### YOUR OBJECTIVE
Could each entry be returned exactly as it appears?

[Opening EXERCISE DATA section]

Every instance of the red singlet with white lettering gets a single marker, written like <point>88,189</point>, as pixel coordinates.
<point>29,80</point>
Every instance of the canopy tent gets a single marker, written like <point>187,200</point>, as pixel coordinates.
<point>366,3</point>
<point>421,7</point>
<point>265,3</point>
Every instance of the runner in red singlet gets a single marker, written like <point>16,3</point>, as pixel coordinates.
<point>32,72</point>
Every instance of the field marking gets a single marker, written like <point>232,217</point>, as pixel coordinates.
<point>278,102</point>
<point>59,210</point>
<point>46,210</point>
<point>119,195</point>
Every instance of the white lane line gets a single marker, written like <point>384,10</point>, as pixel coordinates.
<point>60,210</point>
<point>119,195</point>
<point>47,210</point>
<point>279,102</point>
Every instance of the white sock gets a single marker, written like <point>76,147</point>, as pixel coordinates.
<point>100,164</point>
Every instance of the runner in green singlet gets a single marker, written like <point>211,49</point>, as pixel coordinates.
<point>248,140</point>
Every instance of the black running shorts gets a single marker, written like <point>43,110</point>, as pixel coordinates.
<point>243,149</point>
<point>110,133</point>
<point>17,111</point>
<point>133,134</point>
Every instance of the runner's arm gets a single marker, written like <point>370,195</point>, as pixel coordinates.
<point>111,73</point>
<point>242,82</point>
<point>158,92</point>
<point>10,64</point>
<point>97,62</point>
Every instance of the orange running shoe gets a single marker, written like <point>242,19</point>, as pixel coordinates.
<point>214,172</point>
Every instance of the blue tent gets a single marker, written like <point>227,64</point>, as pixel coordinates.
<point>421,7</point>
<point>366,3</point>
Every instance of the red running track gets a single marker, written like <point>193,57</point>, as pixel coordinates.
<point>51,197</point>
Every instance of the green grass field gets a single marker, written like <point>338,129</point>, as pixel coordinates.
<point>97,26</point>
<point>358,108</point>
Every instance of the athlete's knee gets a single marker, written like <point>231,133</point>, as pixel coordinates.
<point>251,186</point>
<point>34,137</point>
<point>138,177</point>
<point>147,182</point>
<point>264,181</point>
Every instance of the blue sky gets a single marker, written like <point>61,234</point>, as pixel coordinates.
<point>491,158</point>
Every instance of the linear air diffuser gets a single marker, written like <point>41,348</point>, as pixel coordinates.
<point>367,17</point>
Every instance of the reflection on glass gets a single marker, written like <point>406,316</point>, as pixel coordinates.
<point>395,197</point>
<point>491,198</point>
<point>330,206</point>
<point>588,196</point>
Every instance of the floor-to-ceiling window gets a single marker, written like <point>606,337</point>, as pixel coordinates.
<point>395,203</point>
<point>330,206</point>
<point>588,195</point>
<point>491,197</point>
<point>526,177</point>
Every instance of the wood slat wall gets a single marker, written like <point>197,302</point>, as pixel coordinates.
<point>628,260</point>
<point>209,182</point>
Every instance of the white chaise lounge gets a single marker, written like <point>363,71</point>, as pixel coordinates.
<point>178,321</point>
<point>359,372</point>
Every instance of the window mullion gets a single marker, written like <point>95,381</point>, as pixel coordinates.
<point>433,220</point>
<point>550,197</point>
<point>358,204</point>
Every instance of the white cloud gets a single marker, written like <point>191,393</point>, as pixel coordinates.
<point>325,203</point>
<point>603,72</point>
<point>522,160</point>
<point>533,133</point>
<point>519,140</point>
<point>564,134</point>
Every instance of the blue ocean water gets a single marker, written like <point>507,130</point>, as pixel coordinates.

[Closing EXERCISE DATA section]

### SOLUTION TO THE PROBLEM
Every instance of the red singlet with white lettering gets a single marker, written like <point>88,189</point>, as pixel coordinates.
<point>29,80</point>
Every instance of the canopy tent gets a single marker, written like <point>187,200</point>, as pixel coordinates.
<point>366,3</point>
<point>421,7</point>
<point>265,3</point>
Every instance of the runner in red singlet gets a single marker, written like <point>16,3</point>, as pixel coordinates.
<point>32,72</point>
Every instance of the field marking gets a single marker, written like <point>232,217</point>, as pixel coordinates.
<point>278,102</point>
<point>59,210</point>
<point>46,210</point>
<point>119,195</point>
Every instance of the white lane line gets a single marker, written like <point>384,10</point>, as pixel coordinates.
<point>60,210</point>
<point>119,195</point>
<point>47,210</point>
<point>279,102</point>
Every instance of the white sock gets a single marker, written like <point>76,147</point>, as pixel coordinates.
<point>100,164</point>
Every instance of the runner in green singlet gets a single marker, written like <point>211,49</point>, as pixel coordinates.
<point>248,140</point>
Every instance of the black running shorts gets a single marker, written like <point>43,110</point>, as pixel coordinates.
<point>243,149</point>
<point>110,133</point>
<point>17,111</point>
<point>133,134</point>
Every instance of the runner's arm gets a single marker, written like <point>370,195</point>, as pixel coordinates.
<point>111,73</point>
<point>242,82</point>
<point>158,92</point>
<point>10,64</point>
<point>97,62</point>
Every instance of the orange running shoe gets a single marker, written like <point>242,19</point>, as pixel coordinates.
<point>214,172</point>
Every instance of the blue tent gets a single marker, written like <point>227,64</point>, as pixel coordinates.
<point>421,7</point>
<point>366,3</point>
Every instance of the red running track gets a single marker, written like <point>193,57</point>, as pixel coordinates.
<point>51,197</point>
Every instance of the green grass field gets a single marker, written like <point>338,129</point>, as pixel coordinates.
<point>97,26</point>
<point>358,108</point>
Every instance of the athlete's knee gets a single marker, written like <point>231,133</point>, as pixel coordinates.
<point>251,186</point>
<point>34,137</point>
<point>138,177</point>
<point>147,182</point>
<point>264,181</point>
Every instance of the blue sky gets a single marker, written like <point>61,234</point>, as pixel coordinates.
<point>491,158</point>
Every instance of the linear air diffuser gets a single marker, written like <point>41,348</point>, as pixel coordinates.
<point>367,17</point>
Every instance of the reflection on glass gets a single marker, written like <point>406,316</point>, as pixel coordinates.
<point>395,197</point>
<point>491,198</point>
<point>330,206</point>
<point>588,196</point>
Every instance of the floor-to-ceiling window gets a single marker, written like <point>606,337</point>, as pixel coordinates.
<point>395,203</point>
<point>330,206</point>
<point>588,195</point>
<point>491,197</point>
<point>526,177</point>
Every instance of the wood slat wall gets a single marker, written like <point>197,302</point>, as pixel coordinates.
<point>628,260</point>
<point>209,182</point>
Every instance of the white chaise lounge gets a single marker, written like <point>363,71</point>, as pixel coordinates.
<point>178,321</point>
<point>359,372</point>
Every instance of the window mullion gets a single marker, written like <point>95,381</point>, as pixel coordinates.
<point>433,220</point>
<point>550,197</point>
<point>358,204</point>
Every instance of the white cloud gets a single marker, written like <point>191,393</point>, as pixel coordinates.
<point>325,203</point>
<point>603,72</point>
<point>522,160</point>
<point>533,133</point>
<point>519,140</point>
<point>564,134</point>
Every instance of the blue ocean water gets a single marker, written like <point>507,130</point>, as pixel coordinates.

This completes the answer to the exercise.